» **What you need to do**: Find every line in the rows below that contains the word "mountain", and copy each of those lines.

» **Recorded information**:

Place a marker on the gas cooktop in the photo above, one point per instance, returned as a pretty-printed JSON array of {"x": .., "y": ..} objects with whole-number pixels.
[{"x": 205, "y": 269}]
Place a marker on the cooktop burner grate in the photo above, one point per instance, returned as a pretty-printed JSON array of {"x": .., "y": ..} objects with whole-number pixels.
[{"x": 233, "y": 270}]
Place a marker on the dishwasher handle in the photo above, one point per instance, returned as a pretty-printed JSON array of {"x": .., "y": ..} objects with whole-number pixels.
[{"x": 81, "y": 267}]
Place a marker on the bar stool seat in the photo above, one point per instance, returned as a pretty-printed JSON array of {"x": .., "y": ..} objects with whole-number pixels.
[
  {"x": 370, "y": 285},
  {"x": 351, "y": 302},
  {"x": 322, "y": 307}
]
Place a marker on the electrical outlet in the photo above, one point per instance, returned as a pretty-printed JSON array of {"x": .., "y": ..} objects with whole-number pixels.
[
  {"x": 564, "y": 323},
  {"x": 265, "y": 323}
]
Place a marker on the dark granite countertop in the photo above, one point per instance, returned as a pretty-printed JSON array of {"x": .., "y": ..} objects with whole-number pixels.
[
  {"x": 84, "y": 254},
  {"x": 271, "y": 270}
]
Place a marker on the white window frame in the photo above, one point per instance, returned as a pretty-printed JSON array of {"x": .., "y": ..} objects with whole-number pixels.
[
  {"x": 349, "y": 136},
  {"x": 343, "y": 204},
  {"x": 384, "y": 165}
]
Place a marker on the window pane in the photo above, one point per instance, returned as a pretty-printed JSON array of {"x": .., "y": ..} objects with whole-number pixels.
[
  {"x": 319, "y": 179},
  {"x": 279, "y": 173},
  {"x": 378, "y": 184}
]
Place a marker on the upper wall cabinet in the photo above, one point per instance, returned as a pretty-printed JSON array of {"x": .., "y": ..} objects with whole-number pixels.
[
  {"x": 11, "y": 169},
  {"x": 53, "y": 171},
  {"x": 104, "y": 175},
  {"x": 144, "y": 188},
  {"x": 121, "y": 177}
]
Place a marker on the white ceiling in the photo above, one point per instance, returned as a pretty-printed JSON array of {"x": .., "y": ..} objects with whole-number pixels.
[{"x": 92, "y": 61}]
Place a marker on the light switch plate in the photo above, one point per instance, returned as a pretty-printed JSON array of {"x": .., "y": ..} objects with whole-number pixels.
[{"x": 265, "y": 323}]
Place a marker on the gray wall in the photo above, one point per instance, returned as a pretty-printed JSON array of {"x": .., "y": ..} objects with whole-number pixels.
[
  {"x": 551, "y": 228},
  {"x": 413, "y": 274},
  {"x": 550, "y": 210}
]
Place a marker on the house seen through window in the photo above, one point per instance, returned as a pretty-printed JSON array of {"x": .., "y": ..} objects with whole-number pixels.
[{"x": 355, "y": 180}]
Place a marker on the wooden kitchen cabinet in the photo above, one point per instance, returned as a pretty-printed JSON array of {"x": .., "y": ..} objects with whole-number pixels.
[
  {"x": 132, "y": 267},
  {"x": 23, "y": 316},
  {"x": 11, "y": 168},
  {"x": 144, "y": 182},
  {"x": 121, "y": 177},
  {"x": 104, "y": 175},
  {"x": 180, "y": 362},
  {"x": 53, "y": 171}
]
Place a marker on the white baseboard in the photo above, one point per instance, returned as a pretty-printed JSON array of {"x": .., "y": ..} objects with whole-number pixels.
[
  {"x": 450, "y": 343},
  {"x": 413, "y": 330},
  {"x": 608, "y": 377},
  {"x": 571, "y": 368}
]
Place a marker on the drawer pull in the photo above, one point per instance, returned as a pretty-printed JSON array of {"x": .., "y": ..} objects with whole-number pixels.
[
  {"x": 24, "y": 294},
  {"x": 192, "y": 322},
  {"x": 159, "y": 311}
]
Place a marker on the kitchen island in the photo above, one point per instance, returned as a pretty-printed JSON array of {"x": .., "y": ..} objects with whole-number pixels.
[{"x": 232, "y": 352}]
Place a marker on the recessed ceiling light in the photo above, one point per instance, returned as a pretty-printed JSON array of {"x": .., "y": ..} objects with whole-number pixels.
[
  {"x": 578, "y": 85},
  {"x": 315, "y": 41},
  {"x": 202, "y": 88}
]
---
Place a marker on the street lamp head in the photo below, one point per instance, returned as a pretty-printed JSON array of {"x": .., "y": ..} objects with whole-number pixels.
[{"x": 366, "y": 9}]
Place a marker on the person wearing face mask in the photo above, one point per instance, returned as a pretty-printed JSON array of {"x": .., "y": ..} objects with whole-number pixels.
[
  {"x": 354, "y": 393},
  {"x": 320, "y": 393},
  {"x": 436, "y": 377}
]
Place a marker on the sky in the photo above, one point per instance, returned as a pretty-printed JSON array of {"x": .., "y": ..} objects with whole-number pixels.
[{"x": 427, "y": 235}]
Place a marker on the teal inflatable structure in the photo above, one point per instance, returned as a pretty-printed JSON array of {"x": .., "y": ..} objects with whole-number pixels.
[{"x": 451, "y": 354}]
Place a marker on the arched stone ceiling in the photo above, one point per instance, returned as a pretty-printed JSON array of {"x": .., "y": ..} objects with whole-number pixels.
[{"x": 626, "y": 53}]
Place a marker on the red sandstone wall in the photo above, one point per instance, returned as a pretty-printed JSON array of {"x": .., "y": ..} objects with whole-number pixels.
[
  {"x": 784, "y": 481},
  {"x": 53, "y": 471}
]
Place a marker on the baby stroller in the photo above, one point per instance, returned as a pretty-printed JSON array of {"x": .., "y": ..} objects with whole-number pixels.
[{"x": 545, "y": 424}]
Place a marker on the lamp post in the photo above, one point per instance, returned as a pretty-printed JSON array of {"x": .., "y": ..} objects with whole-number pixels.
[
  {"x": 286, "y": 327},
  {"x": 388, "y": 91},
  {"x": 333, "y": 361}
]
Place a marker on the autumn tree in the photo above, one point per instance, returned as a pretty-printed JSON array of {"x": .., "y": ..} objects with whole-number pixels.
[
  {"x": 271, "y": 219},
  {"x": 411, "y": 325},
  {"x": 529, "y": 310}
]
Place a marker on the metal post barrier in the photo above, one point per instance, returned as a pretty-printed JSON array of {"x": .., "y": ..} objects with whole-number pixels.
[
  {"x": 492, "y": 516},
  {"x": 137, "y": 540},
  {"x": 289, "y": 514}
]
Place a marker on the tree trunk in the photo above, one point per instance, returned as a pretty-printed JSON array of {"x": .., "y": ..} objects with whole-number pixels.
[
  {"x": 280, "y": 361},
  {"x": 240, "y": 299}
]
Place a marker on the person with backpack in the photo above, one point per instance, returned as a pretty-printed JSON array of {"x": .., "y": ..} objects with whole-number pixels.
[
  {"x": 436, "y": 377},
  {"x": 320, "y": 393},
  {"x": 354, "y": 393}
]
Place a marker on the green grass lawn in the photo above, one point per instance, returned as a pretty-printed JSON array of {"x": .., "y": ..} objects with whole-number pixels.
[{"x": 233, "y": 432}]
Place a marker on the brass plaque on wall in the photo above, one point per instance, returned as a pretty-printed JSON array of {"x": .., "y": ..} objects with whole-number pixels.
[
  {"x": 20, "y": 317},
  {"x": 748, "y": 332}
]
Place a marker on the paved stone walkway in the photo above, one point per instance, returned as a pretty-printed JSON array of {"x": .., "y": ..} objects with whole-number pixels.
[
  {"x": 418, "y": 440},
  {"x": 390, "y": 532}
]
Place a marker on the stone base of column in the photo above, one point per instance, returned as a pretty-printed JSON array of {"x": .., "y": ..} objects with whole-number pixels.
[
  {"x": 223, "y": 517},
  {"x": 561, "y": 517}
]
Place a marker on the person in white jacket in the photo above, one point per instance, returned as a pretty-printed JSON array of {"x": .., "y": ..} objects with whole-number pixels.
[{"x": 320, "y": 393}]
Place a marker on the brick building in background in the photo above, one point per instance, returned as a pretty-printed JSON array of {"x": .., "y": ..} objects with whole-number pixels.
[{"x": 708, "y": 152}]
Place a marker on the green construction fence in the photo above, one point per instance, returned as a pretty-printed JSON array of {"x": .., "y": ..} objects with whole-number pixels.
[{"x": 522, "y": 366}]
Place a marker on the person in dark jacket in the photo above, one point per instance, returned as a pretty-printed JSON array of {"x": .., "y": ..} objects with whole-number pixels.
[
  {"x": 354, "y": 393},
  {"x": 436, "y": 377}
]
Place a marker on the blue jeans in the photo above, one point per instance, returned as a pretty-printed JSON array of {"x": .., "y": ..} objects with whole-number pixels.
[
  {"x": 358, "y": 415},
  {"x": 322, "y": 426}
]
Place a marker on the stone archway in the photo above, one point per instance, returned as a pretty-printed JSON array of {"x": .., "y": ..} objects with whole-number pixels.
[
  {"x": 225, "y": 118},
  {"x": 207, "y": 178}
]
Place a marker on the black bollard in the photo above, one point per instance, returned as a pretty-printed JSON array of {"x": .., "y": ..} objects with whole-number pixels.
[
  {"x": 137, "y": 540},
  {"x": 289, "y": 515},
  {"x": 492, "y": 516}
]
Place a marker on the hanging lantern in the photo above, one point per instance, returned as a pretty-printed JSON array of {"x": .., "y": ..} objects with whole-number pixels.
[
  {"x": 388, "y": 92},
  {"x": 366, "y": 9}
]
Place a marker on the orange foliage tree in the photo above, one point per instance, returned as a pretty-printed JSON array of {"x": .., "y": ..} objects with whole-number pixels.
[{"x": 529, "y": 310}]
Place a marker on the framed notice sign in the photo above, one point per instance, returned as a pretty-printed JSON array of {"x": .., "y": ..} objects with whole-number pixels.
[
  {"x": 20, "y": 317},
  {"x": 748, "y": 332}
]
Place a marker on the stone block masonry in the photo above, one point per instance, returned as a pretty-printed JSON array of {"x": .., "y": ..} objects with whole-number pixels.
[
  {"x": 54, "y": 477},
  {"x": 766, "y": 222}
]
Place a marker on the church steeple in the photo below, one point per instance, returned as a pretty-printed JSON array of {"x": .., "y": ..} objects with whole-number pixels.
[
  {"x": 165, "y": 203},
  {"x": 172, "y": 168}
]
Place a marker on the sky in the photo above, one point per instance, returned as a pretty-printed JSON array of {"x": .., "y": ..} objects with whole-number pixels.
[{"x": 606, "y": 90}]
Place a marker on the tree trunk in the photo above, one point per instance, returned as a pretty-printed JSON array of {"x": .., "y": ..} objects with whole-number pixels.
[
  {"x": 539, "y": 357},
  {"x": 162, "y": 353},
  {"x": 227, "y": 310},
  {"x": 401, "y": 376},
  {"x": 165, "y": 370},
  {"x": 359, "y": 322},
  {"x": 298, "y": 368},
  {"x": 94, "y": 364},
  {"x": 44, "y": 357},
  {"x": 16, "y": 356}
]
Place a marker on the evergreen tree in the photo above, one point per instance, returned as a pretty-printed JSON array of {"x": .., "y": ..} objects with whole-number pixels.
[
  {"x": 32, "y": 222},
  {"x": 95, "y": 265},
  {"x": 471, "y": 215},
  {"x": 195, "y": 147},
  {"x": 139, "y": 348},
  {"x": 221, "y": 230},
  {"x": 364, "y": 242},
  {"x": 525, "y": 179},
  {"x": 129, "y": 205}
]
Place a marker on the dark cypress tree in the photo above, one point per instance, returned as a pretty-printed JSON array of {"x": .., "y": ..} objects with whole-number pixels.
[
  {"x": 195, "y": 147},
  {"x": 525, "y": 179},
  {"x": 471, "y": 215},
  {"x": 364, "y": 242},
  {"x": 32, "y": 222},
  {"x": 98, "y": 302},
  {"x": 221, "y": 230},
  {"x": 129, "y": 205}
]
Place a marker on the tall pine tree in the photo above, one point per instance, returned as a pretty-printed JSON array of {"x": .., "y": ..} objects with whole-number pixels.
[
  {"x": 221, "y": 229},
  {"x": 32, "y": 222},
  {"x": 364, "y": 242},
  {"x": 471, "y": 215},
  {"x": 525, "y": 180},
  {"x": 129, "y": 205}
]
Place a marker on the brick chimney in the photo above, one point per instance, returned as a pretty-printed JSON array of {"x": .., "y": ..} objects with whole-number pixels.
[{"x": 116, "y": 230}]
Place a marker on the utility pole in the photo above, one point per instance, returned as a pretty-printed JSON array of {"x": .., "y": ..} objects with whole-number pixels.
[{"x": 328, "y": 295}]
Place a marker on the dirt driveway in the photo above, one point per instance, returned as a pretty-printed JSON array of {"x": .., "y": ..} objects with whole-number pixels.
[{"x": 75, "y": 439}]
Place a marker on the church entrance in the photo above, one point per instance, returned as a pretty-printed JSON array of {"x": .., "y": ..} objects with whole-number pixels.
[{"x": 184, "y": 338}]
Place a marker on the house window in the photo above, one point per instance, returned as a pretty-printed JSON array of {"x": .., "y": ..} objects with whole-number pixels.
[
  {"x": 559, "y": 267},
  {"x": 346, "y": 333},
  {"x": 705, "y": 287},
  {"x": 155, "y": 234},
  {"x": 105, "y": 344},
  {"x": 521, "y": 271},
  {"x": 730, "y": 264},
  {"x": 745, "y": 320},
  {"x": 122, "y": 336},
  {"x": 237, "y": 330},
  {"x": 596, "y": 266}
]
==
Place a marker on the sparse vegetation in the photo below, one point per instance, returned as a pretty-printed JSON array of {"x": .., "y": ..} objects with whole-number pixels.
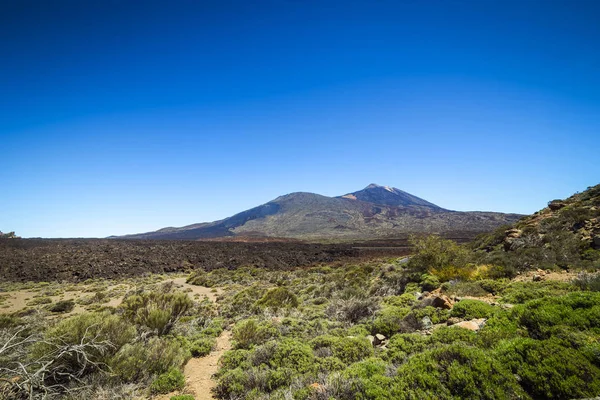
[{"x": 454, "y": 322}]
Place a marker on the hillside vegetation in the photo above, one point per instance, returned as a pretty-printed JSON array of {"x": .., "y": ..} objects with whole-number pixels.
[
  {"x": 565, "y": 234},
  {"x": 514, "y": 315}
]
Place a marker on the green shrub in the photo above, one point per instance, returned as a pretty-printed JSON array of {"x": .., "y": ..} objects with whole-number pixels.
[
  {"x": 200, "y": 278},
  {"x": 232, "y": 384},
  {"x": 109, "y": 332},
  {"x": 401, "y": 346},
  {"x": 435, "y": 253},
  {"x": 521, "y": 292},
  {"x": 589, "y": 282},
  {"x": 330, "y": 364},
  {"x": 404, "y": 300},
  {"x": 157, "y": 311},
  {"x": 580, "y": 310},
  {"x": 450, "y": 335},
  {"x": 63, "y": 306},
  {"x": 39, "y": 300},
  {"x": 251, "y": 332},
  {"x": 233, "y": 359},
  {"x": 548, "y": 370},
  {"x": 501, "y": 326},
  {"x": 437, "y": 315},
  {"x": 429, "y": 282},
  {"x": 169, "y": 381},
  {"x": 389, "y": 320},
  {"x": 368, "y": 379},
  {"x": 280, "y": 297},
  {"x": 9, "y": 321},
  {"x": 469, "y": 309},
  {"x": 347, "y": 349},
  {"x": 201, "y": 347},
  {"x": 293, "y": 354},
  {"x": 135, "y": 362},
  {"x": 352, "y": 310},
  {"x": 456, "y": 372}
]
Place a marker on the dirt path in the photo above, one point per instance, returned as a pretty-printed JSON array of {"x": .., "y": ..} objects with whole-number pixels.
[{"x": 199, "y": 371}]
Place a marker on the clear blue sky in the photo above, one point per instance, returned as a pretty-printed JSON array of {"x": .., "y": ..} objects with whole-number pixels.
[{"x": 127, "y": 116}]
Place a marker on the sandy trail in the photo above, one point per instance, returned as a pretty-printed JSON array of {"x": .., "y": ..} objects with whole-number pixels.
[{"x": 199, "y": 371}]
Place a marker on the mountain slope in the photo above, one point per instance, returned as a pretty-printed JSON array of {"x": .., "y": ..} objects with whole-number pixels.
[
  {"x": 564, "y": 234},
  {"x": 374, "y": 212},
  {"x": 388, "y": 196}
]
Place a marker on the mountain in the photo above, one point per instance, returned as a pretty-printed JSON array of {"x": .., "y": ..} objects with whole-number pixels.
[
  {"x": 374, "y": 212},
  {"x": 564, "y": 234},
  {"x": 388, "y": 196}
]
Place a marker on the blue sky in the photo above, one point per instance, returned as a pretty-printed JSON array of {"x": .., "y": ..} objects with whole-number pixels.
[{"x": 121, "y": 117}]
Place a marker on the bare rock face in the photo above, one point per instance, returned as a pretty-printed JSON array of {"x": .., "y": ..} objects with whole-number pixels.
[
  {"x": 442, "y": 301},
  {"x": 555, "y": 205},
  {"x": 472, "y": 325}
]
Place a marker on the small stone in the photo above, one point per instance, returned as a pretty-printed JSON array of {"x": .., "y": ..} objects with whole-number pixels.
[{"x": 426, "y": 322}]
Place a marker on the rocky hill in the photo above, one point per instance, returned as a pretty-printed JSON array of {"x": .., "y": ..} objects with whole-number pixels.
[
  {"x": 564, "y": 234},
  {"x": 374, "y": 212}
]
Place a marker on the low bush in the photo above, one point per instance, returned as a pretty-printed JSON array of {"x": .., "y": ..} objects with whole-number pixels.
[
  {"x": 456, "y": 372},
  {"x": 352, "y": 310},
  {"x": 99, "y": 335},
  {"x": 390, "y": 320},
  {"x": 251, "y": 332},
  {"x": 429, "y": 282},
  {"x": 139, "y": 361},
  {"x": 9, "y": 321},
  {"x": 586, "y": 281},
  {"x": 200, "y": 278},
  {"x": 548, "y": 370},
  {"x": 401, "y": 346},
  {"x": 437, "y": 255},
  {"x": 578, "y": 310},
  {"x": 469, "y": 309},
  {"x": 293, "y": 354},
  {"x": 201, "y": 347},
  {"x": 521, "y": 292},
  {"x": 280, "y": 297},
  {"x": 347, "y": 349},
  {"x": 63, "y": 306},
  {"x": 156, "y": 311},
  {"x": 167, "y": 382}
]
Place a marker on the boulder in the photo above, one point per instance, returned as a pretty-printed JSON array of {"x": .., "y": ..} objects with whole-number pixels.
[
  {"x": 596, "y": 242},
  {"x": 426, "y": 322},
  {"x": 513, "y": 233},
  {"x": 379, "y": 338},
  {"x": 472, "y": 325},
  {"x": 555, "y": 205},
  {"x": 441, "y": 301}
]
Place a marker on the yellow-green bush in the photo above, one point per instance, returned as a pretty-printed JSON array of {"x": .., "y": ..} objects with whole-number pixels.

» **The result**:
Place a marker on the mountain slope in the photo above, one point per instance, returned as a pretty-printed JSON array of {"x": .., "y": ..} objects with whole-number pixels.
Place a marker on the mountain in the photo above, one point per instance, returned as a pretty-printed JSON array of {"x": .., "y": ..} objects with whole-number pixels.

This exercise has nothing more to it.